• **Records for this exercise**

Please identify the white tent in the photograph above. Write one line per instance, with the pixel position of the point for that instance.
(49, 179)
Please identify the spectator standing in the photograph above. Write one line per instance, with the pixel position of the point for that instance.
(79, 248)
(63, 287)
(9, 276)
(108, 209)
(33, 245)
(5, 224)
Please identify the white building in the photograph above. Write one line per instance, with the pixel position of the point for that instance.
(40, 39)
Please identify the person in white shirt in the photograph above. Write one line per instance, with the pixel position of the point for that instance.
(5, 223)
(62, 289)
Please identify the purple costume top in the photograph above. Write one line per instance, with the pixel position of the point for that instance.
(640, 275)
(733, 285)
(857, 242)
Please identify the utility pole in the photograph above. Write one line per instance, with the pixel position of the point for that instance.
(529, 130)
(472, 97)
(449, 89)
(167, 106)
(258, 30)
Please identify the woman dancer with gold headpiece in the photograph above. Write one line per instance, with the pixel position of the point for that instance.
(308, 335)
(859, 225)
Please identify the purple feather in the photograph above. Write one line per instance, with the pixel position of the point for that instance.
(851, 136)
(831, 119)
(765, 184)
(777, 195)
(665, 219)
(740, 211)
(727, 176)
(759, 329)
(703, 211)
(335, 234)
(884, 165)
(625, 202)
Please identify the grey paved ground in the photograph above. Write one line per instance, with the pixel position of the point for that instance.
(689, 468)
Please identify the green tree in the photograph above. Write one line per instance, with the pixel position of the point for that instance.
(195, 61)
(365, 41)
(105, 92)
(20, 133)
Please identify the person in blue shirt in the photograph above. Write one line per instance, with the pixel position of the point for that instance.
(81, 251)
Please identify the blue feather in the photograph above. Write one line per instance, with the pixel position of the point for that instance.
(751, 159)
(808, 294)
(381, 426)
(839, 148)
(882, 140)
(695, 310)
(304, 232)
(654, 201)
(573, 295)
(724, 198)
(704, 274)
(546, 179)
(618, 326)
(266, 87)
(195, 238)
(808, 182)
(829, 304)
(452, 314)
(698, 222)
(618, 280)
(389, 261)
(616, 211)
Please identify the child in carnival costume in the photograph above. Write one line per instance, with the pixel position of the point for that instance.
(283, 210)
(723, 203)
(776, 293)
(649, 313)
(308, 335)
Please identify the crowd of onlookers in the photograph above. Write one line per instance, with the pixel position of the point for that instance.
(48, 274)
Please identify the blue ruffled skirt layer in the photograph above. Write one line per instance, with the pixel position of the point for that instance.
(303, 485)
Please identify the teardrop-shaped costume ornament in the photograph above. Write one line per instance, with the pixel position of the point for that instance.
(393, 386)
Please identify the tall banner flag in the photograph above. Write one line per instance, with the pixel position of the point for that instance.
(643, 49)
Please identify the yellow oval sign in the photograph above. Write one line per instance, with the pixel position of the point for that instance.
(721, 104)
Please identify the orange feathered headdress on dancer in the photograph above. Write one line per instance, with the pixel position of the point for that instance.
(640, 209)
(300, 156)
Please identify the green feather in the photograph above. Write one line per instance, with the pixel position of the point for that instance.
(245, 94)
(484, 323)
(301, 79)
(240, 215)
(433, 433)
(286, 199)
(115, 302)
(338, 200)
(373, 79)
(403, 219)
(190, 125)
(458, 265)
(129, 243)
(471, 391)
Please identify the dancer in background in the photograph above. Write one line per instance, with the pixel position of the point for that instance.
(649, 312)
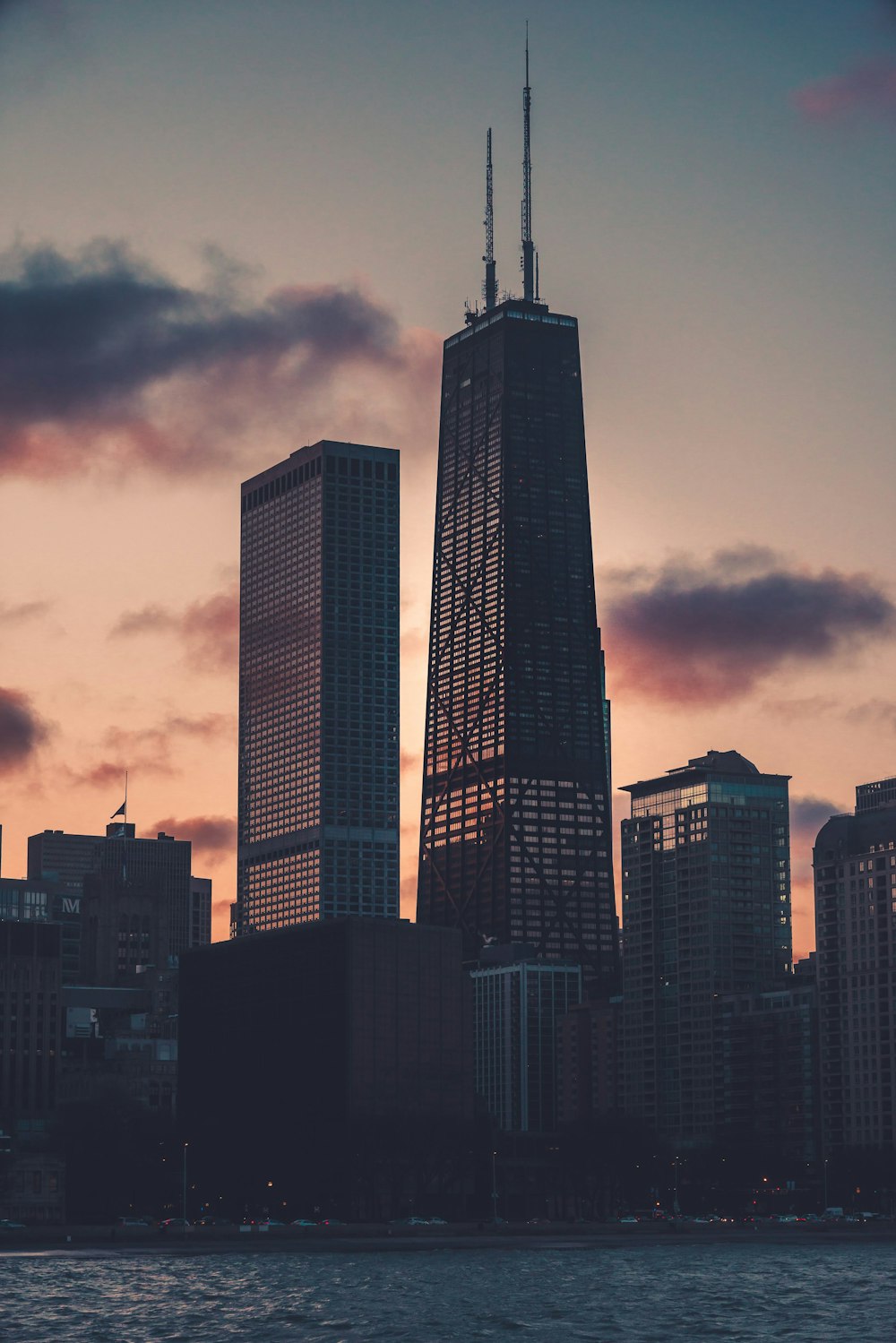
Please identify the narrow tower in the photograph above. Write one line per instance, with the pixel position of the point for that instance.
(528, 246)
(514, 833)
(490, 284)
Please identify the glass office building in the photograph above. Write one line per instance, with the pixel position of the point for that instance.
(319, 688)
(516, 833)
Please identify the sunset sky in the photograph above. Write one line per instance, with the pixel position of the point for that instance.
(230, 228)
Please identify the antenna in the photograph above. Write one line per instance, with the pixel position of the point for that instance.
(528, 246)
(490, 285)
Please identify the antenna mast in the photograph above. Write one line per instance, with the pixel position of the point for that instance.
(490, 287)
(528, 246)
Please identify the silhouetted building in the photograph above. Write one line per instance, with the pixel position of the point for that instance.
(199, 911)
(589, 1061)
(46, 901)
(519, 1006)
(855, 871)
(705, 899)
(123, 1038)
(319, 688)
(516, 831)
(112, 874)
(767, 1073)
(325, 1057)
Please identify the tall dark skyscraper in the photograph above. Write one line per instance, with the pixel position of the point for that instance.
(855, 868)
(319, 683)
(514, 833)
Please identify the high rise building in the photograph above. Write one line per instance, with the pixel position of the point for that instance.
(514, 831)
(855, 874)
(705, 912)
(319, 689)
(115, 871)
(519, 1006)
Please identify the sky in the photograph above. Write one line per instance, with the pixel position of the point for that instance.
(228, 230)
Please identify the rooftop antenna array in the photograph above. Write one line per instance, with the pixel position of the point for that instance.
(490, 285)
(528, 246)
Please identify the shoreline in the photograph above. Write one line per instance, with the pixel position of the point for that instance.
(88, 1241)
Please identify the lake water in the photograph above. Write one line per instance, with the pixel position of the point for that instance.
(653, 1294)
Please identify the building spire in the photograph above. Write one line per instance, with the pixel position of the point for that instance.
(490, 285)
(528, 246)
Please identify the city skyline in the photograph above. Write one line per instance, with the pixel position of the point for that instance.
(724, 242)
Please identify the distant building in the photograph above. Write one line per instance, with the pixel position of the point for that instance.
(516, 836)
(319, 689)
(109, 872)
(519, 1005)
(855, 874)
(589, 1061)
(46, 901)
(338, 1050)
(31, 1171)
(767, 1072)
(199, 911)
(124, 1037)
(705, 899)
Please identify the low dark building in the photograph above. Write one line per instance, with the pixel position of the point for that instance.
(31, 1184)
(767, 1055)
(328, 1066)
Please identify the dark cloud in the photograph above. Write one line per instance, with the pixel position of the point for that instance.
(209, 629)
(212, 837)
(105, 360)
(691, 633)
(147, 751)
(22, 611)
(806, 818)
(876, 712)
(866, 88)
(22, 729)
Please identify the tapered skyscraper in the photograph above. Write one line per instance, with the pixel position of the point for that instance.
(514, 839)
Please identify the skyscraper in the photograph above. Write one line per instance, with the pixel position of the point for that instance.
(705, 912)
(110, 869)
(855, 868)
(319, 751)
(514, 831)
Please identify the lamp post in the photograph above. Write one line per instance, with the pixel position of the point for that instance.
(825, 1176)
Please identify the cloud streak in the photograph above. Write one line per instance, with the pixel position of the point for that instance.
(107, 361)
(866, 88)
(209, 629)
(148, 751)
(22, 729)
(689, 633)
(212, 839)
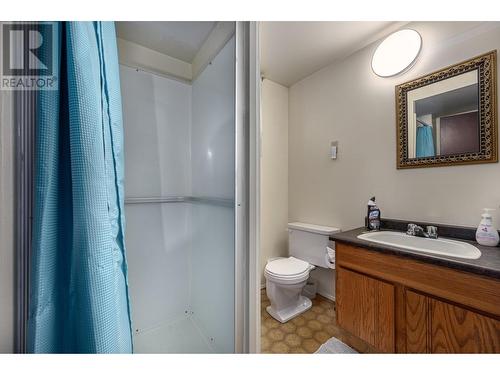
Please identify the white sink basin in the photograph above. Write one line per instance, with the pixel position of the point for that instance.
(439, 246)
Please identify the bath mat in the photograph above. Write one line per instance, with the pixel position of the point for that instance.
(335, 346)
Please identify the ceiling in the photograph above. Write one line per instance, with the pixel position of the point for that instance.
(291, 51)
(181, 40)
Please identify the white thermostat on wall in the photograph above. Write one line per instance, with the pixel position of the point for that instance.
(333, 149)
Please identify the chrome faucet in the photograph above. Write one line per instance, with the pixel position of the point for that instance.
(418, 231)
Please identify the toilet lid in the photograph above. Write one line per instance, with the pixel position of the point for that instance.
(287, 266)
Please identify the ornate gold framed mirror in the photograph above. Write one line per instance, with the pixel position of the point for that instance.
(449, 117)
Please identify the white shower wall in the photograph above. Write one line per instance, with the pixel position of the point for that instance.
(179, 141)
(213, 168)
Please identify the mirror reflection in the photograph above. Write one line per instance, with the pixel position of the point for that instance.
(443, 117)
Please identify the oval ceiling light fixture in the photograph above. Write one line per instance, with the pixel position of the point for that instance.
(397, 53)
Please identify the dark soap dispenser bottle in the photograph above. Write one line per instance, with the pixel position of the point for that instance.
(373, 215)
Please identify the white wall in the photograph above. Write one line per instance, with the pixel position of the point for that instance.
(274, 173)
(348, 103)
(179, 141)
(157, 121)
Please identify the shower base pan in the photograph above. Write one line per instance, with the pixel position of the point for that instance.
(179, 336)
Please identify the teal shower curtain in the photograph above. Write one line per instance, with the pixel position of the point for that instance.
(79, 294)
(425, 141)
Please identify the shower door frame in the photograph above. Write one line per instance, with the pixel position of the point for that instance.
(247, 188)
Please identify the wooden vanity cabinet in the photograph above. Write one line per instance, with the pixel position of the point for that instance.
(399, 305)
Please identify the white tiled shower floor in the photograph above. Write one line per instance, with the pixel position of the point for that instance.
(179, 336)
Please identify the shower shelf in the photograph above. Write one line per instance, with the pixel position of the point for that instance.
(180, 199)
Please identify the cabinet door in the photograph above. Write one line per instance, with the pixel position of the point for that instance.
(458, 330)
(435, 326)
(417, 322)
(365, 308)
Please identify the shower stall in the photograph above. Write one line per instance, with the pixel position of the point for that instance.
(181, 158)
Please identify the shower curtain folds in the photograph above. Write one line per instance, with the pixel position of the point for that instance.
(79, 293)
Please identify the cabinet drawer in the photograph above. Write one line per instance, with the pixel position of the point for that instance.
(365, 307)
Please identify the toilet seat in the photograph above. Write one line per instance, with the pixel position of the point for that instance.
(287, 270)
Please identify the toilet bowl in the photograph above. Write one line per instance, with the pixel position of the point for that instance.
(285, 279)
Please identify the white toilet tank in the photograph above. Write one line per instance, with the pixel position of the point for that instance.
(308, 242)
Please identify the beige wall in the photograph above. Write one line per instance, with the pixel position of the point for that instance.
(274, 172)
(348, 103)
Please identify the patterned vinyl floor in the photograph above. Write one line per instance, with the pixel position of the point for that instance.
(304, 333)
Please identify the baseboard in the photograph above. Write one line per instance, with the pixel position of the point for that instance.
(322, 294)
(327, 296)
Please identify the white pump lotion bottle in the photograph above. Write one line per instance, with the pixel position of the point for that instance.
(486, 233)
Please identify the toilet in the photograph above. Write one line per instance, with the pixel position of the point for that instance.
(286, 277)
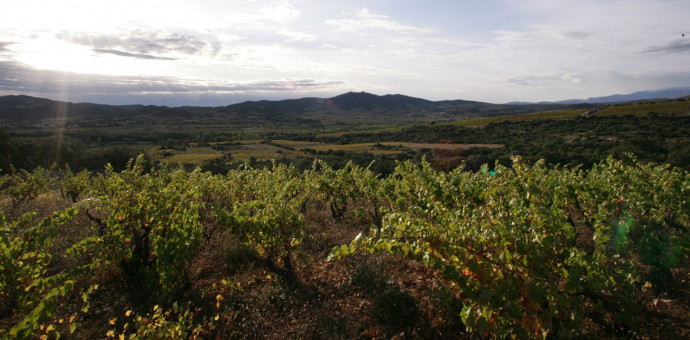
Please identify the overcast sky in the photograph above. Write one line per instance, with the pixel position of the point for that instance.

• **What is being asked**
Retype the lines exactly. Begin at the one that holds "Please identify the patterned", stop at the last line of the entries above, and drop the pictures.

• **Finished exercise**
Please identify the patterned vinyl floor in the photograph above. Write one line per instance, with the pixel position of the point for that instance.
(304, 333)
Please identify the baseboard in the photograph above. Write one line per instance, with the pixel position of the point for that instance.
(322, 294)
(327, 296)
Please identify the white pump lotion bottle in the photograph above. Write one line per instance, with the pixel position of the point for that instance.
(486, 233)
Please identify the toilet in the photograph above. Write one line per instance, with the pixel position of the point for that instance.
(286, 277)
Please identify the overcast sky in the photograph above. Write one line per instance, with the pixel position of the point for that instance.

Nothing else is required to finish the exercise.